## Your instructions
Copy every one of the following entries line for line, keeping each character unchanged.

## Records shown
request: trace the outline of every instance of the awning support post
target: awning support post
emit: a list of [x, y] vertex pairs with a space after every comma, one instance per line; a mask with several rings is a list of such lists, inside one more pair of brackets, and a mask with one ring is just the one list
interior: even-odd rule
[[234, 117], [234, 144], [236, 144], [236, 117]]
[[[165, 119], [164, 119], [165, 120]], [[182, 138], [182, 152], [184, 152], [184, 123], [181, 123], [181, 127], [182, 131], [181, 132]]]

## Written answer
request: trace the outline of every instance of the awning support post
target: awning support post
emit: a list of [x, y] vertex pairs with a space after every comma, one instance per line; a mask with several rings is a list of such lists, inside one more pair of brackets, and a mask with one ring is just the one list
interior: even-odd rule
[[234, 117], [234, 144], [236, 144], [236, 117]]
[[[165, 119], [164, 119], [165, 120]], [[182, 138], [182, 152], [184, 152], [184, 123], [181, 123], [181, 127], [182, 131], [181, 132]]]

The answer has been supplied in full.